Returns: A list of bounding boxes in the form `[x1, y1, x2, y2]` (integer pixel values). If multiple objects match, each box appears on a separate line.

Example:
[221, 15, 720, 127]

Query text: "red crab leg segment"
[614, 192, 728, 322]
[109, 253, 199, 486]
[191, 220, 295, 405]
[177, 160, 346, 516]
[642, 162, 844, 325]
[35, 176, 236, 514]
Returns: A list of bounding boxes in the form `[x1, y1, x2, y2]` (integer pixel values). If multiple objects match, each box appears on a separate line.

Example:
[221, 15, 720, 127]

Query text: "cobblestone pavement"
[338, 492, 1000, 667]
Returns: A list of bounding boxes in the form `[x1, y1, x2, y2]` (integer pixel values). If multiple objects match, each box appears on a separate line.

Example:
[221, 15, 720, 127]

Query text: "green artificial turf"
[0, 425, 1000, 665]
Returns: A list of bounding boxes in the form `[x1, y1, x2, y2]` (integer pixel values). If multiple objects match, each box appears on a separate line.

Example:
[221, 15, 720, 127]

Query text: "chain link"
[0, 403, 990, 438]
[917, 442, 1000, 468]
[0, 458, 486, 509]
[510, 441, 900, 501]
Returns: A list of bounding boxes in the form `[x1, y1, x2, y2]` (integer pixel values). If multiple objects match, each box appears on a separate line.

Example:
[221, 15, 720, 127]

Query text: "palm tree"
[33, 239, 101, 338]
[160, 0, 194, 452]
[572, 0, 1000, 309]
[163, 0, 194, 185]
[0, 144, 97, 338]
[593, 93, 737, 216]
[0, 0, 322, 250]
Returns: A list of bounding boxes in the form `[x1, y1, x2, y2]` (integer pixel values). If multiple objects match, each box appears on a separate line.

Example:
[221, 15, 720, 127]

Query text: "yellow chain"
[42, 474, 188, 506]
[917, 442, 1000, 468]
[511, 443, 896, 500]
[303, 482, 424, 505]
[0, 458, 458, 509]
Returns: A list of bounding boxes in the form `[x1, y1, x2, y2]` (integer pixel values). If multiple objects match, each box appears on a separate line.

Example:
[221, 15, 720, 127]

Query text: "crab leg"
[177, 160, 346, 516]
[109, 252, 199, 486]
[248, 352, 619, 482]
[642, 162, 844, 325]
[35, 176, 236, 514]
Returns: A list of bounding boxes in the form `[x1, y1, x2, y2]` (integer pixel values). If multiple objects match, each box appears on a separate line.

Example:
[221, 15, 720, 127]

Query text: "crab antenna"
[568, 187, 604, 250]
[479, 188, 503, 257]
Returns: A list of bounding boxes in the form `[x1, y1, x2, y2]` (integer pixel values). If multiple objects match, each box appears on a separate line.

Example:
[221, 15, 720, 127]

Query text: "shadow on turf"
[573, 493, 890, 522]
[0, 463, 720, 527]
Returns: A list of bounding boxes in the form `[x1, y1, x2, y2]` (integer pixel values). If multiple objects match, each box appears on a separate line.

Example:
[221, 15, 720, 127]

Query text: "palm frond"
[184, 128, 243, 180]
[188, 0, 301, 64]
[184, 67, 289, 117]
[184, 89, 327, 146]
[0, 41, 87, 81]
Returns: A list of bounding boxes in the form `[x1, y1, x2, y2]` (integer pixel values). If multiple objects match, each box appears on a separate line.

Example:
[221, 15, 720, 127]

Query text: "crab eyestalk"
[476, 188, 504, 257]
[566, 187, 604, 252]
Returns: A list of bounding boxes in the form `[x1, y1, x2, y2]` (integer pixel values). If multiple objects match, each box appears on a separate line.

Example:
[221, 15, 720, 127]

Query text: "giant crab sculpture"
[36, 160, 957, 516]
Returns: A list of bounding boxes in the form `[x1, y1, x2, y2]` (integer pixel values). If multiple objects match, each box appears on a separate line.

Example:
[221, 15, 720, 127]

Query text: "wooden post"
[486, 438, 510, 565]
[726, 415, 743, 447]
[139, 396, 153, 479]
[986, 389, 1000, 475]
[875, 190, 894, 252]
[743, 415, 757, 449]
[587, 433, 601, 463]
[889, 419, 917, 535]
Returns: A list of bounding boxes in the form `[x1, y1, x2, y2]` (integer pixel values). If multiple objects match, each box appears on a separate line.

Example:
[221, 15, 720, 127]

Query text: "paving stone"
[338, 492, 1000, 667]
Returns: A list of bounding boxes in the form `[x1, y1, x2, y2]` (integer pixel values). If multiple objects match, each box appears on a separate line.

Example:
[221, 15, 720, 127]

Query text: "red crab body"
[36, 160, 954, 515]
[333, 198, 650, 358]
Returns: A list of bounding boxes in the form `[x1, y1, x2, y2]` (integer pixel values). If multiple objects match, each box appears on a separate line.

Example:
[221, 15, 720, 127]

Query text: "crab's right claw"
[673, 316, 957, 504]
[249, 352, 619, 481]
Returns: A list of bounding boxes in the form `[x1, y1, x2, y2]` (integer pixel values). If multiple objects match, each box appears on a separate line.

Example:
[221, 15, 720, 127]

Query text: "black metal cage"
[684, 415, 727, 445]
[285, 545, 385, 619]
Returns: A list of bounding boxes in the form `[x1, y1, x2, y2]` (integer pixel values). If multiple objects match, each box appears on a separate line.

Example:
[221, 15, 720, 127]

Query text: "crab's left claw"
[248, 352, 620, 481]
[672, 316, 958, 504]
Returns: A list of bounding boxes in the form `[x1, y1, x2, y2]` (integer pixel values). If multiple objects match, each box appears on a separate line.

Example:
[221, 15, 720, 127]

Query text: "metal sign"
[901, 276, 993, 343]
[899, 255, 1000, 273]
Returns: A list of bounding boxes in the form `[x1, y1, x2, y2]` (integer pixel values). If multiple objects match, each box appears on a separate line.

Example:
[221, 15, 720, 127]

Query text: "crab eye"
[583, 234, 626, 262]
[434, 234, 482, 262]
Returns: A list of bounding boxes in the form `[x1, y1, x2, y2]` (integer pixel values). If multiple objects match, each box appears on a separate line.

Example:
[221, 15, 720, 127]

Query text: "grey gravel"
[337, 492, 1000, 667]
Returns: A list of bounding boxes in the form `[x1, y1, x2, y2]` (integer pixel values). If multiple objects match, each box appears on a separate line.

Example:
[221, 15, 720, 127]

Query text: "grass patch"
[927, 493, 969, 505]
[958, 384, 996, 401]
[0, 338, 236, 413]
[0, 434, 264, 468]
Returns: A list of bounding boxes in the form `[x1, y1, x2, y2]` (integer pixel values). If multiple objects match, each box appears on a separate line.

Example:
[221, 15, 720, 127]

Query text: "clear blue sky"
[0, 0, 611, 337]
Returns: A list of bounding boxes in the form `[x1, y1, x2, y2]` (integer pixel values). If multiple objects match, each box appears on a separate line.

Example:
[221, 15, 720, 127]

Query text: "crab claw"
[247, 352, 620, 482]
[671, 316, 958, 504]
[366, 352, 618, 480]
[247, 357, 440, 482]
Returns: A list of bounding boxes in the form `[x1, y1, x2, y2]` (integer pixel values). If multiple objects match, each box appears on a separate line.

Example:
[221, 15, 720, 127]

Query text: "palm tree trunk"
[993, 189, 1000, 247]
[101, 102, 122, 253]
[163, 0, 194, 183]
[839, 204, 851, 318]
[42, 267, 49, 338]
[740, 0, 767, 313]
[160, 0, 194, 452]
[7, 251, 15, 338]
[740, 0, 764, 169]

_Exercise instructions_
Could you transcribe, character for character, the lines that run from the very first one through the line containing "[479, 188, 503, 257]", with both of those lines included?

_Result of this task_
Returns: A list of bounding boxes in the form `[x1, y1, x2, y2]` (integer pixel values). If multiple objects match, each box appears on a separate line.

Example:
[221, 15, 720, 127]

Query text: "red crab leg segment"
[614, 192, 728, 322]
[109, 253, 199, 486]
[191, 220, 295, 405]
[177, 160, 346, 516]
[642, 162, 844, 325]
[35, 176, 236, 514]
Returns: A list of bounding boxes in the form `[x1, y1, x2, y2]` (integer pixel values). If multiple objects match, each box appears on a separate line.

Example:
[221, 15, 720, 127]

Query text: "cobblestone pavement"
[338, 492, 1000, 667]
Returns: A list of bounding boxes in the form `[x1, y1, x2, y2]` (integer pixel values). If multiple objects match, each box appears on a separate line.

Example:
[221, 15, 720, 127]

Query text: "green artificial turf"
[0, 425, 1000, 665]
Returns: A list of bounding boxes in the form `[x1, y1, x2, y2]` (integer pixel values). If multiple objects match, each box appears on a separate line.

Example:
[221, 15, 720, 127]

Query text: "chain link"
[0, 403, 990, 438]
[917, 442, 1000, 468]
[0, 458, 486, 509]
[510, 441, 900, 501]
Returns: A list of bounding boxes in the form `[x1, y1, x2, y2]` (integer pixel values). If multiple objects match, each box appears on a separate line.

Example:
[221, 15, 720, 127]

Query text: "palm tree"
[33, 239, 101, 338]
[160, 0, 194, 452]
[572, 0, 1000, 309]
[163, 0, 194, 185]
[0, 144, 97, 338]
[593, 93, 737, 216]
[0, 0, 322, 250]
Returns: A list of bounding boxes in the form `[x1, y1, x2, y2]` (integer pixel values). If multiple objects match, each box appears on a separate line.

Example:
[221, 15, 720, 127]

Query text: "yellow chain"
[42, 474, 188, 506]
[917, 442, 1000, 468]
[511, 443, 896, 500]
[303, 482, 424, 505]
[0, 458, 458, 509]
Returns: A list of bounding boxes in the form `[x1, y1, x2, y2]` (integer pixel values). If multiple objects match, each box appears on a separate line.

Example:
[221, 15, 720, 127]

Query text: "crab leg"
[177, 160, 346, 516]
[109, 252, 199, 486]
[248, 352, 619, 482]
[642, 162, 844, 325]
[35, 176, 236, 514]
Returns: A list of bounding boxes in the form `[x1, y1, x2, y2]` (integer pixel values). If multiple objects match, each box appears on a separate line.

Example:
[221, 15, 720, 127]

Query text: "crab antenna"
[568, 187, 604, 250]
[479, 188, 503, 257]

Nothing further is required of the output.